• [SHORT PROBLEM] Rewrite the data below with every occurrence of "bounding box" replaced by "enclosing rectangle", leaving everything else unchanged and omitting the pictures.

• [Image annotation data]
....................

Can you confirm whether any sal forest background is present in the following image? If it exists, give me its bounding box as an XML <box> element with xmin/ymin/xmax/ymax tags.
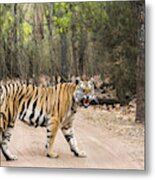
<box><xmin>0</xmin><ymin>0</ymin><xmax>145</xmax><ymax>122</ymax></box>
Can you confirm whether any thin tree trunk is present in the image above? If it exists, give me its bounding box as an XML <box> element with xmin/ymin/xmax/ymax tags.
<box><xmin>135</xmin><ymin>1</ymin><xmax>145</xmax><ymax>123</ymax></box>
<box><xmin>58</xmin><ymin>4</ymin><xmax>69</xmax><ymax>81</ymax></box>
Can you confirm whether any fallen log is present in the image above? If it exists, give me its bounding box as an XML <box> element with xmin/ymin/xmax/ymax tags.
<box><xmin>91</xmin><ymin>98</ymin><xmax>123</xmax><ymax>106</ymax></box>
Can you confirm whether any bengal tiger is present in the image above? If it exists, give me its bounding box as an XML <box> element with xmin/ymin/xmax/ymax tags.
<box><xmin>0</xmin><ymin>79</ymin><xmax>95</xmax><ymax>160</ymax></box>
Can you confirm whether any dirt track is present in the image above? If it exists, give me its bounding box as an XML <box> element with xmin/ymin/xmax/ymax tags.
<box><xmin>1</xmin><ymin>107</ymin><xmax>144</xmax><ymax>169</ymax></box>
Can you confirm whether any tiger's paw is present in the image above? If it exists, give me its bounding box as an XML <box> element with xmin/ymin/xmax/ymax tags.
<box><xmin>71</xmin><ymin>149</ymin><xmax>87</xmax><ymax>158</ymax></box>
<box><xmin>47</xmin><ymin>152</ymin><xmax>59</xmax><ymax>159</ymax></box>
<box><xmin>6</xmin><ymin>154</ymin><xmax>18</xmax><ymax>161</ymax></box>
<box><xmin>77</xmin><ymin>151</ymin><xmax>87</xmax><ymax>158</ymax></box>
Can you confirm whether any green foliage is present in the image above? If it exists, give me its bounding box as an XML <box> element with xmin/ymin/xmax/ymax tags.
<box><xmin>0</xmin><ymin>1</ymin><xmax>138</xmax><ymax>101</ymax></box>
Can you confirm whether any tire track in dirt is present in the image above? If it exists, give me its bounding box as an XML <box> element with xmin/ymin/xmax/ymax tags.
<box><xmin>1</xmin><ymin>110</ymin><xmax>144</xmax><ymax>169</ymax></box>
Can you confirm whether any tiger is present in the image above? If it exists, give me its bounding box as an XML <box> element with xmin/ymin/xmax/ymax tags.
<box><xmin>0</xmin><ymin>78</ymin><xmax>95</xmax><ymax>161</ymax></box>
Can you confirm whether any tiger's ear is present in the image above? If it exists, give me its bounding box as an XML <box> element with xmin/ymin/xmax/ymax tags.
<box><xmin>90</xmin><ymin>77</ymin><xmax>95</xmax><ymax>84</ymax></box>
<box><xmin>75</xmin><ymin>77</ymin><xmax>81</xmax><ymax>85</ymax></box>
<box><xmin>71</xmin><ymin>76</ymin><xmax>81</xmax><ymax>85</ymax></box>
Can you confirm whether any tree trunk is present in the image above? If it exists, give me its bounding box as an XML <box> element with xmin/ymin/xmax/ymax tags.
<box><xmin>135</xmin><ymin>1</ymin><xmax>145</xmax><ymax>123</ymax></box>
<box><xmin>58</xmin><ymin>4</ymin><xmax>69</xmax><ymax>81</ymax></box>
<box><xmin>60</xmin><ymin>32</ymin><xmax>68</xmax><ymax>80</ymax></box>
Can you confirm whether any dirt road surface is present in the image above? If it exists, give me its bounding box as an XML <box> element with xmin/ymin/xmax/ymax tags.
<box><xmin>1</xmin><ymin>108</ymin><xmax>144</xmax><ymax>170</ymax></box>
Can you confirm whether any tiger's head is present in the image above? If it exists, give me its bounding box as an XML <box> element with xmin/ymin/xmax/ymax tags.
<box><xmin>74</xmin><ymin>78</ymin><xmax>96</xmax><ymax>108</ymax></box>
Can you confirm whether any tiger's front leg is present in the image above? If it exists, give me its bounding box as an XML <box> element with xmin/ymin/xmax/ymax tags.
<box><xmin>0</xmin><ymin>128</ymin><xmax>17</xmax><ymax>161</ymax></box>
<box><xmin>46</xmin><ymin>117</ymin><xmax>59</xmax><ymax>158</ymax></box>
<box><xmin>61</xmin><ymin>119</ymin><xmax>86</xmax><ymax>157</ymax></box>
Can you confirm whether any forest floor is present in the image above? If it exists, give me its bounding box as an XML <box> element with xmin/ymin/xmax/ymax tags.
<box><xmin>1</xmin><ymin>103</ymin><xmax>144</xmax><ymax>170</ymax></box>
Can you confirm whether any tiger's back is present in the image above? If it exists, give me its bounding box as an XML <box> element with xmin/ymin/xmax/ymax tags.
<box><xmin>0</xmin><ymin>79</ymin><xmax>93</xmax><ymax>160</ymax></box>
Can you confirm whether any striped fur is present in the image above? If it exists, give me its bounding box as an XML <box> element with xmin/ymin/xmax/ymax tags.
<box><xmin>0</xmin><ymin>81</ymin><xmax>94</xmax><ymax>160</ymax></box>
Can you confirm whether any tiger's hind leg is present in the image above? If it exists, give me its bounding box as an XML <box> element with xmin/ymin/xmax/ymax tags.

....................

• [OUTPUT FOR THIS EXERCISE]
Can you confirm whether any sal forest background is present in the following image? If it exists, give me its enclosing rectangle as an XML <box> element with xmin/ymin/xmax/ymax tags.
<box><xmin>0</xmin><ymin>0</ymin><xmax>145</xmax><ymax>122</ymax></box>
Can you confirm whether any thin tree trunk is present in the image above? If it exists, give me its enclosing rectangle as an XML <box> element with xmin/ymin/xmax/ymax tags.
<box><xmin>135</xmin><ymin>1</ymin><xmax>145</xmax><ymax>123</ymax></box>
<box><xmin>58</xmin><ymin>4</ymin><xmax>69</xmax><ymax>81</ymax></box>
Can you confirm whether any fallen log is present in the image above? If it exists, give me its enclosing rectangle as an XML <box> element with xmin/ymin/xmax/ymax tags.
<box><xmin>91</xmin><ymin>98</ymin><xmax>123</xmax><ymax>106</ymax></box>
Can you confirm whether any bengal tiger is present in the image above? If it exists, give me its enclosing rectangle as an XML <box> element with xmin/ymin/xmax/ymax tags.
<box><xmin>0</xmin><ymin>79</ymin><xmax>95</xmax><ymax>160</ymax></box>
Can you confirm whether any dirt track is present in the image above? If it exists, give me its enclosing rectangle as an XML <box> element with xmin/ymin/xmax/ymax tags.
<box><xmin>1</xmin><ymin>107</ymin><xmax>144</xmax><ymax>169</ymax></box>
Can you confirm whether any tiger's paw is present in the image above? If it exists, give me its enclosing rectangle as an XML <box> element with xmin/ymin/xmax/ymax tags.
<box><xmin>71</xmin><ymin>149</ymin><xmax>87</xmax><ymax>158</ymax></box>
<box><xmin>47</xmin><ymin>152</ymin><xmax>59</xmax><ymax>159</ymax></box>
<box><xmin>6</xmin><ymin>154</ymin><xmax>18</xmax><ymax>161</ymax></box>
<box><xmin>77</xmin><ymin>151</ymin><xmax>87</xmax><ymax>158</ymax></box>
Can you confirm whether any green foliage is present in the image above? If it exists, give me its enclosing rectangle as an XML <box> element with xmin/ymin/xmax/ymax tags.
<box><xmin>0</xmin><ymin>1</ymin><xmax>138</xmax><ymax>101</ymax></box>
Can you confirm whether any tire track in dirt is present in the image above? If it exists, give me its enclosing rectangle as an XML <box> element with xmin/ymin/xmax/ymax tags.
<box><xmin>1</xmin><ymin>110</ymin><xmax>144</xmax><ymax>169</ymax></box>
Can you confirm whether any tiger is present in the image above? If it exists, give me its enclosing rectangle as an XML <box> element with xmin/ymin/xmax/ymax tags.
<box><xmin>0</xmin><ymin>78</ymin><xmax>95</xmax><ymax>161</ymax></box>
Can you confirm whether any tiger's ear is present in the image above? If it exists, give me its enclosing rectangle as an XML <box> element with xmin/ymin/xmax/ymax tags.
<box><xmin>90</xmin><ymin>77</ymin><xmax>95</xmax><ymax>84</ymax></box>
<box><xmin>75</xmin><ymin>77</ymin><xmax>81</xmax><ymax>85</ymax></box>
<box><xmin>71</xmin><ymin>76</ymin><xmax>81</xmax><ymax>85</ymax></box>
Can you confirm whether any tree trunk is present in the image above? If it exists, give me its enclosing rectangle as an XML <box> element with xmin/ymin/xmax/ymax tags.
<box><xmin>135</xmin><ymin>1</ymin><xmax>145</xmax><ymax>123</ymax></box>
<box><xmin>58</xmin><ymin>4</ymin><xmax>69</xmax><ymax>81</ymax></box>
<box><xmin>60</xmin><ymin>32</ymin><xmax>68</xmax><ymax>80</ymax></box>
Can you confirm whether any dirt road surface is present in the image above? If it exists, give me its enclosing rectangle as an XML <box> element with xmin/ymin/xmax/ymax tags.
<box><xmin>1</xmin><ymin>108</ymin><xmax>144</xmax><ymax>170</ymax></box>
Can you confirm whether any tiger's head is present in the image above? If it exists, give me its enclosing rectangle as an XML <box> element with xmin/ymin/xmax/ymax tags.
<box><xmin>74</xmin><ymin>78</ymin><xmax>96</xmax><ymax>108</ymax></box>
Can you confirm whether any tiger's front leg is present in the image above? If it exists, give me its enclosing rectangle as an XML <box> element with xmin/ymin/xmax/ymax tags.
<box><xmin>0</xmin><ymin>128</ymin><xmax>17</xmax><ymax>161</ymax></box>
<box><xmin>46</xmin><ymin>117</ymin><xmax>59</xmax><ymax>158</ymax></box>
<box><xmin>61</xmin><ymin>119</ymin><xmax>86</xmax><ymax>157</ymax></box>
Can you confirm whether any forest floor is present in the image above? If it exists, give me its enclosing rectangle as an XML <box> element with xmin/ymin/xmax/ymax tags.
<box><xmin>1</xmin><ymin>103</ymin><xmax>144</xmax><ymax>170</ymax></box>
Can you confirm whether any tiger's back is present in the image above? If it exists, give me its enclosing rectangle as an XML <box> element with xmin/ymin/xmax/ymax tags.
<box><xmin>0</xmin><ymin>79</ymin><xmax>93</xmax><ymax>160</ymax></box>
Can you confirm whether any striped fur is present in the image above? If it exists, give me its enclosing rectangle as an XML <box> element with xmin/ymin/xmax/ymax tags.
<box><xmin>0</xmin><ymin>81</ymin><xmax>94</xmax><ymax>160</ymax></box>
Can you confirm whether any tiger's hind leg is present in the image above? If it exists, give me its enclosing rectangle as an XML <box> element with xmin/ymin/xmax/ymax tags.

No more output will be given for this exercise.